» TASK REQUIREMENTS: Look through the data and write out every line with the word "below" in it.

» DATA FOR THIS EXERCISE:
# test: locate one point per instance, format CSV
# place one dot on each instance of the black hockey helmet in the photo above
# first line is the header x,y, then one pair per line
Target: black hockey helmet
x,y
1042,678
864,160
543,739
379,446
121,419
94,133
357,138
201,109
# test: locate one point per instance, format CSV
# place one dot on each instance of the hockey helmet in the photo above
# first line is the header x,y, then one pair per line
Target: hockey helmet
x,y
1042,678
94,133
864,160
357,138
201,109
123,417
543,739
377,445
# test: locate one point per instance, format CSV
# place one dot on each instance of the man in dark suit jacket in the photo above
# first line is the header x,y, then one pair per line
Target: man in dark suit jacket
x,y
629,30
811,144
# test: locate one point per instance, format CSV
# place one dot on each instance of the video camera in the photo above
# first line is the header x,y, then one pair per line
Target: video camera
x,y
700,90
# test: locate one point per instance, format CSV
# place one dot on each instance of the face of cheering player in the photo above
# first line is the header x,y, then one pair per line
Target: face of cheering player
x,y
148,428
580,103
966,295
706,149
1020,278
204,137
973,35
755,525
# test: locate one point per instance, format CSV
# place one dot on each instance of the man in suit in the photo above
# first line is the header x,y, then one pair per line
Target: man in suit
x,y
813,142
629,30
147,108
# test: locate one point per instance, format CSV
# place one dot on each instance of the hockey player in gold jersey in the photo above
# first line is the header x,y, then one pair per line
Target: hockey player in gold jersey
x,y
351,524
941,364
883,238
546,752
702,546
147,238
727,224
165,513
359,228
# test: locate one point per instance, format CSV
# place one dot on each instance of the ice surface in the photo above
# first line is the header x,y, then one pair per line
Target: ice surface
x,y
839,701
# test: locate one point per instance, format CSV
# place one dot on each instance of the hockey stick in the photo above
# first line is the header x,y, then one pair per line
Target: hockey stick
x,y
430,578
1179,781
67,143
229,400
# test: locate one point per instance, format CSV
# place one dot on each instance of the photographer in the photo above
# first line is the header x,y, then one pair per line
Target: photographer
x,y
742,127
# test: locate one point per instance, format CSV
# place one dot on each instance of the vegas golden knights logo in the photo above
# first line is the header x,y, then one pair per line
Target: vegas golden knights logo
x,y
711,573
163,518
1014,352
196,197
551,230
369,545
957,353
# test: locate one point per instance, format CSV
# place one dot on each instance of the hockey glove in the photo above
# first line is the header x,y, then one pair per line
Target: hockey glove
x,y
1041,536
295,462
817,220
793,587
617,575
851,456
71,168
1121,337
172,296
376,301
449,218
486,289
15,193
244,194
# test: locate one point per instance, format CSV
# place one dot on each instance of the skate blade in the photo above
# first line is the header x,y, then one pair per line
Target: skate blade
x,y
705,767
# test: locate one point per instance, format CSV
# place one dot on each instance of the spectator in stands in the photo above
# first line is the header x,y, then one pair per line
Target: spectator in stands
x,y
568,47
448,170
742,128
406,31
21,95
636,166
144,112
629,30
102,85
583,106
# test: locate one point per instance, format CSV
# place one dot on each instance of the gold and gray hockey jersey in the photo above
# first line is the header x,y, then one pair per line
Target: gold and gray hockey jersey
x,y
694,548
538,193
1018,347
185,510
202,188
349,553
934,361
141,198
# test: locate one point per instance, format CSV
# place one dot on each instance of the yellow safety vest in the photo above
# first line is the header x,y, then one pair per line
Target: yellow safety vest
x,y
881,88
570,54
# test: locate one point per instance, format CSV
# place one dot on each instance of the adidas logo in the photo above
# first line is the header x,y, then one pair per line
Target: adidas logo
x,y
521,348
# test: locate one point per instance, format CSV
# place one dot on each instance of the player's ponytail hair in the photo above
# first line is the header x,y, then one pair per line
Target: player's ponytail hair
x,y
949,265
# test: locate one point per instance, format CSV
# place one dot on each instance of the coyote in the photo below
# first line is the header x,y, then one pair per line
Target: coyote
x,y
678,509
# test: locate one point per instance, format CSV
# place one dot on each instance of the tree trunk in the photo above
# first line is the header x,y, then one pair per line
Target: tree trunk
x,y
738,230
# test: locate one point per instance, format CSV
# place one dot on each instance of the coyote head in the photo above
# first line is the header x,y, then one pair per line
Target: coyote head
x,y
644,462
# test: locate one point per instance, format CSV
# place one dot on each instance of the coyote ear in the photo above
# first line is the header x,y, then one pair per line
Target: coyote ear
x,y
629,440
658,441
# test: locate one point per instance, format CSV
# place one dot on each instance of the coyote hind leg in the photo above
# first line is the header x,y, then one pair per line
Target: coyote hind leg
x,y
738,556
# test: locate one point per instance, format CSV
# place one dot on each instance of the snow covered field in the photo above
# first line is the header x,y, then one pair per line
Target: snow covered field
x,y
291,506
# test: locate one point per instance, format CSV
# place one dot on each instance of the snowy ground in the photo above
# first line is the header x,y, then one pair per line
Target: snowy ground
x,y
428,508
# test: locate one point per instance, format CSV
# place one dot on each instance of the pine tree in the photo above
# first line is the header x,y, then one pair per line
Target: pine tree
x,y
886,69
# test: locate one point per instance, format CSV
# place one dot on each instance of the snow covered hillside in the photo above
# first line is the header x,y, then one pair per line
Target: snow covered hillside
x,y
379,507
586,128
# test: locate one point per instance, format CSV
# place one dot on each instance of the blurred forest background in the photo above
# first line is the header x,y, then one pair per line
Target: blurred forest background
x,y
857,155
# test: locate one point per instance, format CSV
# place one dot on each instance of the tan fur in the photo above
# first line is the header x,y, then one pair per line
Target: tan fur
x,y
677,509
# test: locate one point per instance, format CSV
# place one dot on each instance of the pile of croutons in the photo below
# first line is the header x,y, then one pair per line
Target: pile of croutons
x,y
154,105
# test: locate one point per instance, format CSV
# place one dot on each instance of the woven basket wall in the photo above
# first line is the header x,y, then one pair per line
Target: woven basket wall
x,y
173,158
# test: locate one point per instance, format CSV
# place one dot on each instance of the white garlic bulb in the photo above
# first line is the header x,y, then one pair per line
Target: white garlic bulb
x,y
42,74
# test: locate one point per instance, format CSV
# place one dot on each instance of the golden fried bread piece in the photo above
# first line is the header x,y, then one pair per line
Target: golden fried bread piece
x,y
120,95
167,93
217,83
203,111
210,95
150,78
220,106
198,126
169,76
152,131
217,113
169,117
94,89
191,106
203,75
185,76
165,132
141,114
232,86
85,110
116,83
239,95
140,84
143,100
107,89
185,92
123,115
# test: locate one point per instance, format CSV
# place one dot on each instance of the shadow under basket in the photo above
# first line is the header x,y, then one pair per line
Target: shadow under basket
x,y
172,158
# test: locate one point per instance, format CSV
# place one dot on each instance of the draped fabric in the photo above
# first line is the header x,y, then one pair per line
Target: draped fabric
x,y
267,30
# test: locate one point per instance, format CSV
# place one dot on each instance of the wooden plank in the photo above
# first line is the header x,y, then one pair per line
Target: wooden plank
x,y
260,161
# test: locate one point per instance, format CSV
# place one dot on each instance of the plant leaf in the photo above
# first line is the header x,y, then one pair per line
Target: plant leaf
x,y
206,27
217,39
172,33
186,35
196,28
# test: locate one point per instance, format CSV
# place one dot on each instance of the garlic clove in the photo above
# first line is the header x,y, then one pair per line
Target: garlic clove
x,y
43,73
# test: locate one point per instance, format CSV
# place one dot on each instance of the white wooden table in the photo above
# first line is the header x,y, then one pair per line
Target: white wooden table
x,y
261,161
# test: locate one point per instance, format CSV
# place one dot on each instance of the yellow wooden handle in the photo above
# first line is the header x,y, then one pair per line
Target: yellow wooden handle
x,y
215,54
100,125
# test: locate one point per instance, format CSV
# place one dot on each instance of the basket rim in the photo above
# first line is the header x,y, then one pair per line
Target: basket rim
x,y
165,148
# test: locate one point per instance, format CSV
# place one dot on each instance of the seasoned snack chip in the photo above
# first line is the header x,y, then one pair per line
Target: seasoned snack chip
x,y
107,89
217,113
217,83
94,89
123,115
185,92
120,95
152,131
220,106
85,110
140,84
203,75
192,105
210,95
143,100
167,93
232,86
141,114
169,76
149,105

» ANSWER TO THE EXERCISE:
# place one dot on each instance of the coyote in the photo below
# place one dot on each instance of the pile of croutons in the photo below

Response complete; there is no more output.